[Collection entries]
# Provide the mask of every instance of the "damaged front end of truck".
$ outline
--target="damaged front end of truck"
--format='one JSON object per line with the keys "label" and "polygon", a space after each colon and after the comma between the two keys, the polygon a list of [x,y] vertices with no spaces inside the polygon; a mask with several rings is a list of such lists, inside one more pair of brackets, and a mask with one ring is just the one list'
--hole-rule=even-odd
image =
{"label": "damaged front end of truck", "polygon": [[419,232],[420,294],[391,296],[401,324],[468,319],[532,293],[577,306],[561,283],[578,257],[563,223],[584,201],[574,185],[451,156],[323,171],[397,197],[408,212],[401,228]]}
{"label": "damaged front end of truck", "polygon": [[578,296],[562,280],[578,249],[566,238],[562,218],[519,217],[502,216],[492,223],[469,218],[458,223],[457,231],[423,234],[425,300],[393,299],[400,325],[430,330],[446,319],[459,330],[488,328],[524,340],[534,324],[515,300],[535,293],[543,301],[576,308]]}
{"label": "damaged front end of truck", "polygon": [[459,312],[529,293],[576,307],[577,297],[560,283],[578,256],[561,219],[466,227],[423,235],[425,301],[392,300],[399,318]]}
...
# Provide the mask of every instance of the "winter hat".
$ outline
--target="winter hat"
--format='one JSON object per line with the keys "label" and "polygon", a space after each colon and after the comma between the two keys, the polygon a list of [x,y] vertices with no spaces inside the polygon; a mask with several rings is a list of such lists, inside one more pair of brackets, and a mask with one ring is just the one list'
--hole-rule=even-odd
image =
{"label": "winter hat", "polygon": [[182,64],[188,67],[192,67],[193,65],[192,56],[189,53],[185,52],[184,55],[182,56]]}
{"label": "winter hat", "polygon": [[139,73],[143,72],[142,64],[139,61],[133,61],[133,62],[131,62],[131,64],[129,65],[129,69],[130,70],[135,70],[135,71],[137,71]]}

### TASK REQUIREMENTS:
Pull out all lines of the data with the string "Provide".

### ANSWER SECTION:
# Provide the mask of every instance of the "damaged front end of truck".
# Provide the mask of every instance of the "winter hat".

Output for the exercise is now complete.